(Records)
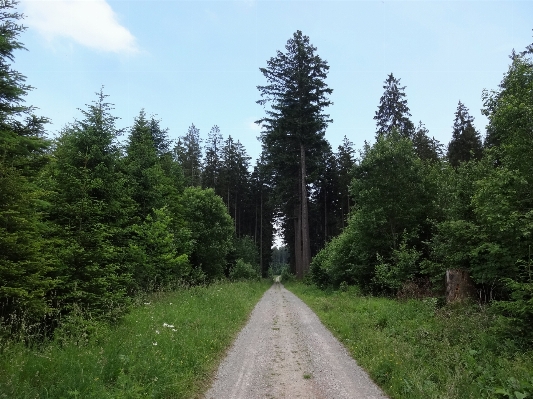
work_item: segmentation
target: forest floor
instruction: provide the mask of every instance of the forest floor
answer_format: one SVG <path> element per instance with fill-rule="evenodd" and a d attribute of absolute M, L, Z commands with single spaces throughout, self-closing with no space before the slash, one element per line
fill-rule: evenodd
<path fill-rule="evenodd" d="M 221 363 L 206 398 L 386 398 L 279 282 L 264 294 Z"/>

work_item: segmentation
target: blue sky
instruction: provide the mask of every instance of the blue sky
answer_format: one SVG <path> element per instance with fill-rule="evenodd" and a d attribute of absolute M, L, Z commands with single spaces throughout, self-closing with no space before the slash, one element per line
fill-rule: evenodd
<path fill-rule="evenodd" d="M 461 100 L 482 135 L 483 89 L 496 89 L 508 55 L 533 42 L 533 1 L 105 1 L 22 0 L 28 30 L 14 68 L 51 135 L 80 117 L 104 86 L 119 127 L 144 108 L 170 137 L 218 125 L 254 159 L 263 116 L 259 68 L 296 30 L 330 65 L 335 149 L 373 141 L 389 73 L 407 86 L 415 124 L 447 144 Z"/>

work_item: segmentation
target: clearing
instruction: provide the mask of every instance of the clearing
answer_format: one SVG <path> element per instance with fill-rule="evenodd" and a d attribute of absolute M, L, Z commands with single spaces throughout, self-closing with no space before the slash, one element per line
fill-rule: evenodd
<path fill-rule="evenodd" d="M 278 282 L 256 305 L 205 397 L 386 398 L 313 311 Z"/>

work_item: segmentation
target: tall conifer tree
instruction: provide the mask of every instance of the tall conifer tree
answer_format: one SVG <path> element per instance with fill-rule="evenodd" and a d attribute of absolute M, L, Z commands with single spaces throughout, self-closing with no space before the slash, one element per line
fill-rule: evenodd
<path fill-rule="evenodd" d="M 481 137 L 474 127 L 474 117 L 468 113 L 468 108 L 459 101 L 453 123 L 453 134 L 448 144 L 448 160 L 453 166 L 461 162 L 480 159 L 483 147 Z"/>
<path fill-rule="evenodd" d="M 392 129 L 408 138 L 414 133 L 413 122 L 409 119 L 411 113 L 405 98 L 405 86 L 400 86 L 400 80 L 392 73 L 385 80 L 385 92 L 379 100 L 379 107 L 374 116 L 378 128 L 376 137 L 388 135 Z"/>
<path fill-rule="evenodd" d="M 31 87 L 12 69 L 14 52 L 24 49 L 18 41 L 24 27 L 14 10 L 17 2 L 0 2 L 0 319 L 19 311 L 42 316 L 46 294 L 52 287 L 37 202 L 43 196 L 36 177 L 47 160 L 45 118 L 24 106 Z"/>
<path fill-rule="evenodd" d="M 302 278 L 311 262 L 307 187 L 311 154 L 325 145 L 324 130 L 331 120 L 323 110 L 331 104 L 328 97 L 333 90 L 325 82 L 329 66 L 309 37 L 296 31 L 285 49 L 260 68 L 268 84 L 257 87 L 262 97 L 258 104 L 271 107 L 258 123 L 267 160 L 276 178 L 284 180 L 277 186 L 284 186 L 284 202 L 292 208 L 284 213 L 294 221 L 295 269 Z"/>

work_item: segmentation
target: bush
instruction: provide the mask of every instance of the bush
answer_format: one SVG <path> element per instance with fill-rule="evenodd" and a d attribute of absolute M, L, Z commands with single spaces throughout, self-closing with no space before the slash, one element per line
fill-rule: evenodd
<path fill-rule="evenodd" d="M 229 278 L 233 281 L 236 280 L 258 280 L 259 271 L 254 268 L 250 263 L 246 263 L 242 259 L 237 259 L 235 266 L 233 266 L 229 272 Z"/>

» **TASK TO COMPLETE**:
Rewrite the records as a Markdown table with columns Row and Line, numbering each line and dropping any blank ones. Begin at the start of the records, stop after the line that has "221 363 L 206", and leave the pictures out.

» **RESULT OF THE EXERCISE**:
| Row | Line |
|---|---|
| 1 | work_item: segmentation |
| 2 | target: forest floor |
| 3 | instruction: provide the mask of every instance of the forest floor |
| 4 | answer_format: one SVG <path> element per instance with fill-rule="evenodd" and a d attribute of absolute M, L, Z commands with single spaces throughout, self-closing with no space before the slash, one element per line |
| 5 | fill-rule: evenodd |
| 6 | <path fill-rule="evenodd" d="M 221 363 L 206 398 L 386 398 L 279 282 L 264 294 Z"/> |